* _Teks Bacaan_
══════

Ketikkan nama Ary Barroso di Google dan kita akan disuguhkan profil komposer legendaris Brasil dengan foto-foto yang berkesan rapi dan kalem. Orang ini hidupnya kelihatan serius. Dari sini kita tak bisa membayangkan sisi lain yang penuh warna ketika lelaki ini menjadi penggemar sepakbola dan radialista, sebutan penyiar radio di Brasil, di era 1940-an sampai 1950-an.
Barroso adalah penggemar fanatik klub Flamengo. Ia pernah diundang ke Hollywood dan ditawari pekerjaan hebat, direktur musik di rumah produksi Walt Disney. Posisi tersebut boleh dibilang sebagai puncak karier komposer dalam dunia hiburan. Namun ia menolak dengan alasan, “di sini (Hollywood) tidak ada Flamengo”.
Sebagai radialista Barroso bersemangat, tak terduga dan tak pernah menyembunyikan dukungannya kepada Flamengo. Tapi karena itulah ia begitu digandrungi, sampai-sampai para pendengar hafal setiap kode ucapannya. Kalau gawang Flamengo sedang terancam, alih-alih menceritakan jalannya laga ia malah bilang,” aku tak mau lihat”. Kalau Barroso membunyikan “pret” dengan meniup keras kedua bibirnya yang terkatup, pemirsa tahu Flamengo kebobolan. Lain waktu bunyi “pret” berulang cepat dan bersemangat, artinya Flamengo mencetak gol.
Seperti diceritakan Alex Bellos di Futebol: The Brazilian Way of Life, sekali waktu di tengah penggambaran jalannya laga, siaran mendadak sunyi lantaran Barroso meninggalkan mikrofon untuk berlari ke lapangan dan ikut merayakan gol Flamengo.
Barroso hanya satu dari beberapa radialista kondang yang punya ciri khas masing-masing. Nama lain di antaranya Raul Longas yang nafas panjangnya tak tertandingi saat meneriakkan “goooool!”. Usut punya usut, ternyata ada alasan personal di balik ciri khas tersebut. Longas yang bertubuh pendek kerap kesulitan mengenali langsung pencetak gol di lapangan. Karenanya ia mesti berteriak selama mungkin agar asistennya punya waktu menulis nama pencetak gol di sehelai kertas.
Longas sendiri meminjam trik ini. Dari radialista kondang lain yang bernama Rebelo Junior, yang dipercaya sebagai biang kerok teriakan gol yang panjang dan penuh dedikasi. Junior mengubah bunyi “gol” yang sederhana, menjadi perlambang atas gairah dan kegembiraan yang tumpah-ruah di sepakbola.

══════

* _Soal dan Tugas_
[1] Tentukan apakah setiap pernyataan berikut sesuai dengan teks bacaan. Jawab ya atau tidak, lalu kutip kata-kata dari teks yang menjadi penentunya.
(a) Barroso menerima tawaran menjadi direktur musik di rumah produksi Walt Disney.
(b) Raul Longas bertubuh pendek.
(c) Rebelo Junior meminjam trik teriakan gol panjang dari Raul Longas.
[2] Jawab pertanyaan berikut berdasarkan teks bacaan.
(a) Klub sepakbola apa yang digemari Barroso?
(b) Apa sebutan untuk penyiar radio di Brasil?
(c) Siapa yang menceritakan kejadian ketika Barroso meninggalkan mikrofon dan berlari ke lapangan?
[3] Tuliskan kembali bagian teks bacaan tanpa mengubah apa pun, mulai dari "Seperti diceritakan Alex" terus sampai "di sehelai kertas.".

* _Data Tersimpan_
══════

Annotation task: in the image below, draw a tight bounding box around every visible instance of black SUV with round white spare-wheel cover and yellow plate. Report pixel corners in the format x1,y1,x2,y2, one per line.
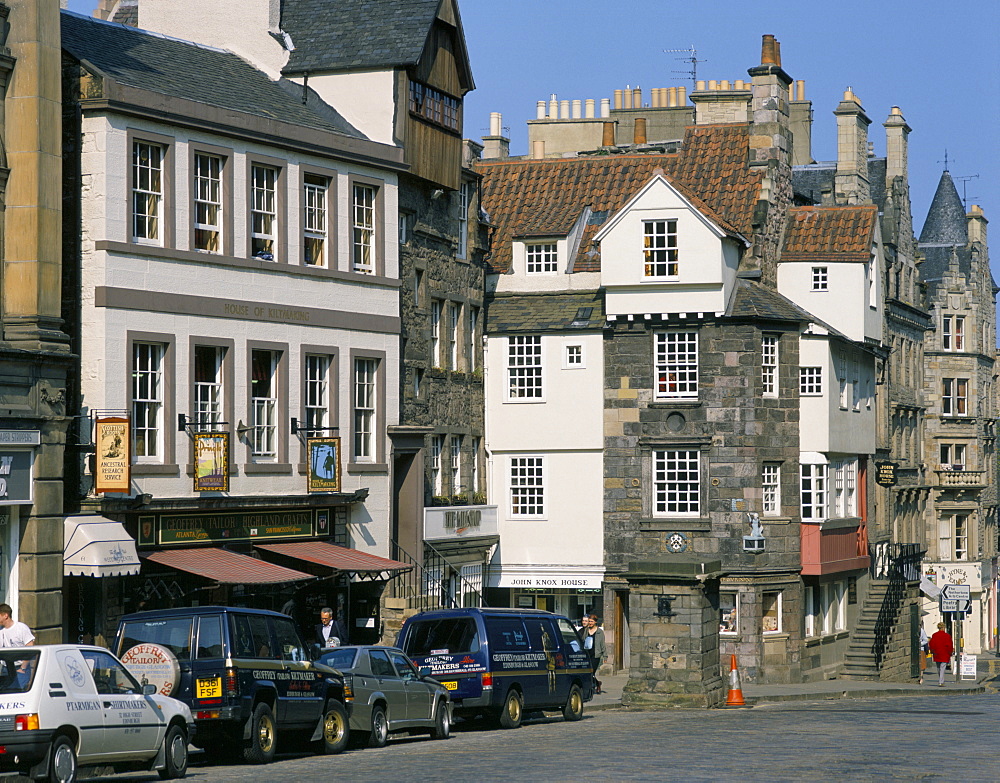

══════

* _Hasil Latihan_
[1]
(a) Tidak: "Namun ia menolak dengan alasan"
(b) Ya: "Longas yang bertubuh pendek kerap kesulitan mengenali langsung pencetak gol di lapangan."
(c) Tidak: "Longas sendiri meminjam trik ini."

[2]
(a) Flamengo
(b) Radialista
(c) Alex Bellos

[3]
Seperti diceritakan Alex Bellos di Futebol: The Brazilian Way of Life, sekali waktu di tengah penggambaran jalannya laga, siaran mendadak sunyi lantaran Barroso meninggalkan mikrofon untuk berlari ke lapangan dan ikut merayakan gol Flamengo.
Barroso hanya satu dari beberapa radialista kondang yang punya ciri khas masing-masing. Nama lain di antaranya Raul Longas yang nafas panjangnya tak tertandingi saat meneriakkan “goooool!”. Usut punya usut, ternyata ada alasan personal di balik ciri khas tersebut. Longas yang bertubuh pendek kerap kesulitan mengenali langsung pencetak gol di lapangan. Karenanya ia mesti berteriak selama mungkin agar asistennya punya waktu menulis nama pencetak gol di sehelai kertas.